▶ Activity
Would you tally how many lines in the records include the word "below"? Reply with the number only.

▶ Data for analysis
_ _ _ _ _ _ _

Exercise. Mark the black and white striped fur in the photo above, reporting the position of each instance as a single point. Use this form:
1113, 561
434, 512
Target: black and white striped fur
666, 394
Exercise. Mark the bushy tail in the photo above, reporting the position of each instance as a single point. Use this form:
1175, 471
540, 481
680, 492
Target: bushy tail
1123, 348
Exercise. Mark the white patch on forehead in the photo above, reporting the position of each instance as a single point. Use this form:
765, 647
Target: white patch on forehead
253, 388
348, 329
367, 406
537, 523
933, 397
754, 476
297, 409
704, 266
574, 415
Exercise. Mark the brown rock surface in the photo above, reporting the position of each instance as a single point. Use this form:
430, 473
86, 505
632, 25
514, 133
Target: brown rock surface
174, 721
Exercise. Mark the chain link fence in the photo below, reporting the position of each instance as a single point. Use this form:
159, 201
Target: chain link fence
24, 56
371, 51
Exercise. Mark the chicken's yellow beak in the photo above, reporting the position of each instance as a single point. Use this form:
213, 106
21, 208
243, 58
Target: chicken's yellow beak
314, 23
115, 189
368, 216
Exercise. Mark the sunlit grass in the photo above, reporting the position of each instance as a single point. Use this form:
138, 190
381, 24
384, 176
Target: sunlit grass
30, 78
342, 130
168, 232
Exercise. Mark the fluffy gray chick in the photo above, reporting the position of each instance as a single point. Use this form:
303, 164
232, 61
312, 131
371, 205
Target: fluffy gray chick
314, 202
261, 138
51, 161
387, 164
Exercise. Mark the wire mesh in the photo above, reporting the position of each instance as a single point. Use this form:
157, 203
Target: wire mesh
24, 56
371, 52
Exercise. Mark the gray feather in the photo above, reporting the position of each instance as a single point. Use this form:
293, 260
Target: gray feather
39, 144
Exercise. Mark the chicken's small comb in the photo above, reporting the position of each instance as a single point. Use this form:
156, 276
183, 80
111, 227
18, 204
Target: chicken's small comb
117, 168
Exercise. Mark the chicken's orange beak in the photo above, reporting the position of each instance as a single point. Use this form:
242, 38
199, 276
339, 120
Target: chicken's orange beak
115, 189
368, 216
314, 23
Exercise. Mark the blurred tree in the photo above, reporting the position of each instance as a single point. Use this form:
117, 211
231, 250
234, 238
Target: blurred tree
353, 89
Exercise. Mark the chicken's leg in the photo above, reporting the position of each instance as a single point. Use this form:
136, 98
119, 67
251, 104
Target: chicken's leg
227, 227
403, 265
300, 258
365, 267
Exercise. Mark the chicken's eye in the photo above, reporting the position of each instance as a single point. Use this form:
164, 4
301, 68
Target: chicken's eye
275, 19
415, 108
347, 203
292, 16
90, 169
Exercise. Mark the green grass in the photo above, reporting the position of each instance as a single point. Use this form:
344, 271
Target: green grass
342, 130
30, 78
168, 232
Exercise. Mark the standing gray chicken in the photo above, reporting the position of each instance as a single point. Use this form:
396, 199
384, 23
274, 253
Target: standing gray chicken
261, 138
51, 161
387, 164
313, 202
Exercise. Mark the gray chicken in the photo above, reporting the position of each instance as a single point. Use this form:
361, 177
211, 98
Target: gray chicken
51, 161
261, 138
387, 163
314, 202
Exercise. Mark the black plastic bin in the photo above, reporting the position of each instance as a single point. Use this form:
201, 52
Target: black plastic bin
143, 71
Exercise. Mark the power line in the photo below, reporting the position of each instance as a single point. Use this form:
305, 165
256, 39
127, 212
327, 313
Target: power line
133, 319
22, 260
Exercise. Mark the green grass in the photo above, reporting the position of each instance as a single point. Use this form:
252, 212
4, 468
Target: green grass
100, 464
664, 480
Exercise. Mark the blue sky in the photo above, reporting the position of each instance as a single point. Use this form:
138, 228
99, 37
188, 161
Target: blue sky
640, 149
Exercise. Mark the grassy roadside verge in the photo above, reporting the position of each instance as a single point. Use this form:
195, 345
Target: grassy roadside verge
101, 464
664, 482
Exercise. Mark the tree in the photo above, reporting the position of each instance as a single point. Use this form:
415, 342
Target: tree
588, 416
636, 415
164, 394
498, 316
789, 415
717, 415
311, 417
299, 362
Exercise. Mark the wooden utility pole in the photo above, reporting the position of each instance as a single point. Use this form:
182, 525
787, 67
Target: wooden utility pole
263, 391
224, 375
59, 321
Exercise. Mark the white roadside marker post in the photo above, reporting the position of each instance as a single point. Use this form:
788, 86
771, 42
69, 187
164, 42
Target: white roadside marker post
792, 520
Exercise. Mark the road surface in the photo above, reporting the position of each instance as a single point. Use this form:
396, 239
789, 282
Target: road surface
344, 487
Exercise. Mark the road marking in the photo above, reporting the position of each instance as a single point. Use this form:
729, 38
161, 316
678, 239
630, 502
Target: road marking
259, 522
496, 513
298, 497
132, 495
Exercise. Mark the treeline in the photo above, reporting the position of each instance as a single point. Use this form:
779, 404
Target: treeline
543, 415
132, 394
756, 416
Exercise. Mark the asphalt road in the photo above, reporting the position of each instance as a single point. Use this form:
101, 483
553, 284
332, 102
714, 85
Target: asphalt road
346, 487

_ _ _ _ _ _ _

▶ Answer for the task
2